▽
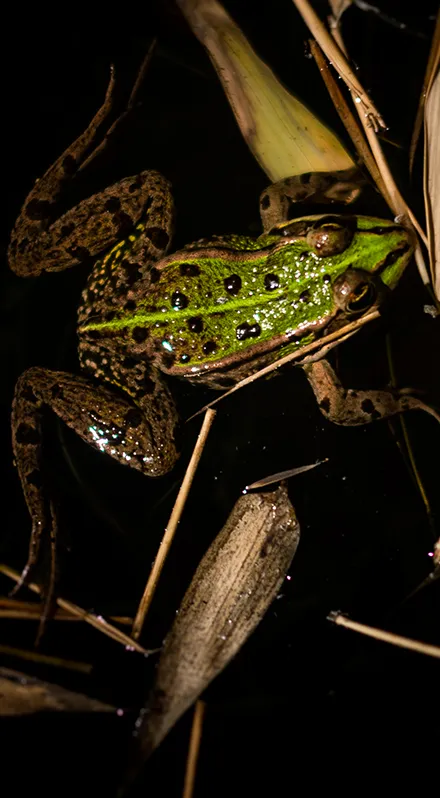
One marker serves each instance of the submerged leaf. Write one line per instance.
(236, 581)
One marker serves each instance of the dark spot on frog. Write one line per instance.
(70, 165)
(123, 222)
(129, 363)
(27, 393)
(325, 404)
(305, 296)
(195, 324)
(113, 204)
(189, 269)
(246, 330)
(179, 301)
(271, 282)
(133, 272)
(137, 184)
(67, 229)
(27, 434)
(140, 334)
(232, 284)
(265, 549)
(168, 359)
(296, 228)
(34, 478)
(368, 407)
(56, 391)
(134, 418)
(158, 237)
(209, 347)
(225, 382)
(38, 209)
(147, 385)
(81, 253)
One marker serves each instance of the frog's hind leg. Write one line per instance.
(138, 433)
(352, 407)
(45, 240)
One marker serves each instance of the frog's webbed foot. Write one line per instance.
(44, 240)
(352, 407)
(141, 438)
(278, 201)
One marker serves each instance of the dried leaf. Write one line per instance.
(24, 695)
(283, 135)
(234, 584)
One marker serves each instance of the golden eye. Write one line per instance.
(361, 298)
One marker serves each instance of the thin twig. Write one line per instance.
(170, 530)
(94, 620)
(45, 659)
(193, 751)
(337, 57)
(386, 637)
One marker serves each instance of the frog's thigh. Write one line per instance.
(110, 422)
(97, 223)
(351, 407)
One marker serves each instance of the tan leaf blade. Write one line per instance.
(235, 582)
(283, 135)
(25, 695)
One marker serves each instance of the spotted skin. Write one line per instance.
(215, 312)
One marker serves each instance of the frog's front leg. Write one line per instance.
(44, 240)
(352, 407)
(138, 432)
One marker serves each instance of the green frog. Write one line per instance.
(213, 313)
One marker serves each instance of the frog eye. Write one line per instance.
(361, 298)
(329, 238)
(355, 292)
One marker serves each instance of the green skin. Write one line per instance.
(214, 313)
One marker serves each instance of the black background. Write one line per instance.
(304, 703)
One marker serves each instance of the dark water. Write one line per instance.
(304, 706)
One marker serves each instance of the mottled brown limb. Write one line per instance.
(277, 202)
(126, 428)
(349, 407)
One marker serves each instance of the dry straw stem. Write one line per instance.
(393, 196)
(283, 135)
(94, 620)
(171, 528)
(431, 165)
(386, 637)
(338, 58)
(194, 748)
(45, 659)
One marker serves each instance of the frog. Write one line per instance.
(213, 313)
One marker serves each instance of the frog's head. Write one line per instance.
(361, 254)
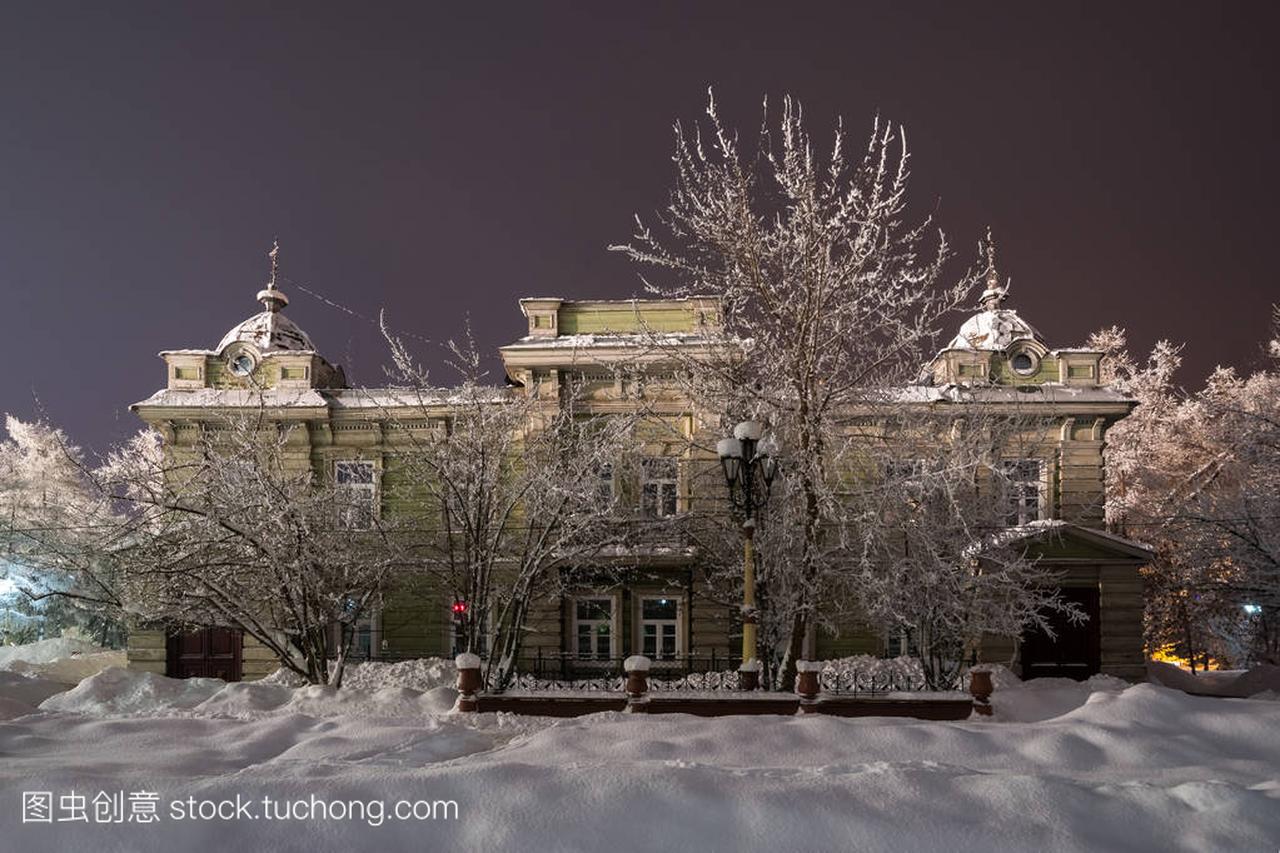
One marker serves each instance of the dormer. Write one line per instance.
(266, 350)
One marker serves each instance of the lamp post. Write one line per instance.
(749, 461)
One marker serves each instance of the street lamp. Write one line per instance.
(749, 461)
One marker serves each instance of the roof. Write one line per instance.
(607, 341)
(269, 331)
(1104, 539)
(1052, 392)
(993, 331)
(316, 398)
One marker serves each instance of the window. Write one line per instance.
(357, 495)
(365, 633)
(604, 486)
(593, 628)
(242, 364)
(658, 487)
(460, 615)
(901, 643)
(659, 628)
(1023, 363)
(906, 471)
(1023, 489)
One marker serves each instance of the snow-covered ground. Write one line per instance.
(62, 658)
(1064, 766)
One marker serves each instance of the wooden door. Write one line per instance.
(208, 652)
(1075, 651)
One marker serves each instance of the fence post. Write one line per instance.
(981, 688)
(469, 680)
(638, 683)
(807, 684)
(749, 675)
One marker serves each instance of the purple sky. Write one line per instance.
(439, 162)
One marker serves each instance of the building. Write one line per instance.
(657, 605)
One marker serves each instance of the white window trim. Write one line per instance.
(673, 482)
(1042, 503)
(612, 483)
(640, 621)
(374, 616)
(373, 487)
(451, 630)
(615, 639)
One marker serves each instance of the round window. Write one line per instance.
(242, 364)
(1023, 364)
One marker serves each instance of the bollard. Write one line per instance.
(469, 680)
(638, 683)
(749, 675)
(981, 688)
(807, 684)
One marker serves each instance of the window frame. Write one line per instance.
(352, 488)
(679, 623)
(370, 619)
(661, 486)
(572, 641)
(1018, 496)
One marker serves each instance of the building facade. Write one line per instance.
(652, 601)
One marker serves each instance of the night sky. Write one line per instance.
(440, 162)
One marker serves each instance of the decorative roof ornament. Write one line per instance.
(269, 331)
(995, 295)
(272, 297)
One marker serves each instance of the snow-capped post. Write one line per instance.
△
• [Problem details] Every entry above should be given again exactly, with no images included.

• [Completed exercise]
One marker serves each instance of the submerged leaf. Write one line per instance.
(236, 581)
One marker serves each instance of the dark spot on frog. Write one line per instance.
(70, 165)
(123, 222)
(129, 363)
(27, 393)
(325, 404)
(305, 296)
(195, 324)
(113, 204)
(189, 269)
(246, 330)
(179, 301)
(271, 282)
(133, 272)
(137, 184)
(67, 229)
(27, 434)
(140, 334)
(232, 284)
(265, 549)
(168, 359)
(296, 228)
(34, 478)
(368, 407)
(56, 391)
(134, 418)
(158, 237)
(209, 347)
(225, 382)
(38, 209)
(147, 385)
(81, 253)
One marker serves each instance of the frog's hind leg. Write one line per instance.
(138, 433)
(352, 407)
(45, 240)
One marker serves each instance of the frog's webbed foot. Write one line per instance.
(44, 240)
(352, 407)
(141, 438)
(278, 201)
One marker serves each instance of the dried leaf. Write one line per instance.
(24, 695)
(283, 135)
(234, 584)
One marker serves each instance of the golden eye. Write one line per instance.
(361, 298)
One marker serves each instance of the thin twig. Write one line per instance.
(170, 530)
(94, 620)
(45, 659)
(193, 751)
(337, 57)
(386, 637)
One marker serves each instance of the frog's thigh. Write one line per instance.
(110, 422)
(97, 223)
(351, 407)
One marker serves each instance of the tan leaf blade. Write one line per instance.
(235, 582)
(283, 135)
(25, 695)
One marker serves each instance of the spotted skin. Write one line per instance.
(215, 312)
One marker serves each instance of the frog's front leg. Write one line per instance.
(44, 240)
(352, 407)
(138, 432)
One marker serves each instance of the green frog. Write one line per instance.
(213, 313)
One marker serves each instance of the frog eye. Write one line per instance.
(361, 298)
(329, 238)
(355, 292)
One marker serves each instance of the green skin. Write one line per instance.
(214, 313)
One marker serves each instance of the black background. Write one line per instance.
(304, 703)
One marker serves each instance of the dark water. Write one line per instance.
(304, 706)
One marker serves each instance of the mottled brown limb. Write one line per instance.
(277, 202)
(126, 428)
(349, 407)
One marker serves each instance of the dry straw stem. Write one line per instance.
(393, 196)
(283, 135)
(94, 620)
(171, 528)
(431, 165)
(386, 637)
(338, 58)
(194, 748)
(45, 659)
One marker serves each instance of the frog. Write one line per instance.
(213, 313)
One marker serves each instance of the frog's head. Write one line per instance.
(361, 254)
One marker serves each instance of the dormer. Write one line per instance.
(266, 350)
One marker serves each instance of the lamp post. Write one line per instance.
(749, 461)
One marker serves each instance of the street lamp. Write one line per instance.
(749, 461)
One marker serves each instance of the roof. Write one line per instance.
(607, 341)
(269, 331)
(1104, 539)
(1052, 392)
(993, 331)
(316, 398)
One marker serves each instance of the window. Write one line per instance.
(357, 495)
(365, 633)
(604, 486)
(593, 628)
(242, 364)
(658, 487)
(460, 615)
(901, 643)
(659, 628)
(1023, 363)
(906, 471)
(1023, 489)
One marker serves each instance of the snow-covered ground. Write one line per instance.
(62, 658)
(1064, 766)
One marker serves each instance of the wooden door. Write one line per instance.
(208, 652)
(1075, 651)
One marker serves each instance of the fence post. Write one line per instance.
(981, 688)
(469, 680)
(638, 683)
(807, 684)
(749, 675)
One marker serves each instance of the purple sky. Write one line per instance.
(439, 162)
One marker serves each instance of the building. Write one line per instance.
(657, 605)
One marker serves each instance of the white window trim. Write one line per instance.
(673, 482)
(1042, 503)
(612, 483)
(640, 621)
(374, 616)
(373, 487)
(451, 630)
(615, 639)
One marker serves each instance of the round window. Write one line per instance.
(242, 364)
(1023, 364)
One marker serves each instance of the bollard. Write one line per instance.
(469, 680)
(638, 683)
(749, 675)
(981, 688)
(807, 684)
One marker serves each instance of the window frame. Write one line per instance.
(352, 488)
(679, 623)
(370, 619)
(661, 486)
(572, 641)
(1018, 496)
One marker serves each instance of the building facade. Write one line per instance.
(652, 601)
One marker serves each instance of the night sky. Write one line per instance.
(440, 162)
One marker serves each instance of the decorative roof ornament. Write one line per instance.
(269, 331)
(995, 295)
(272, 297)
One marker serves each instance of the snow-capped post. Write one line per instance.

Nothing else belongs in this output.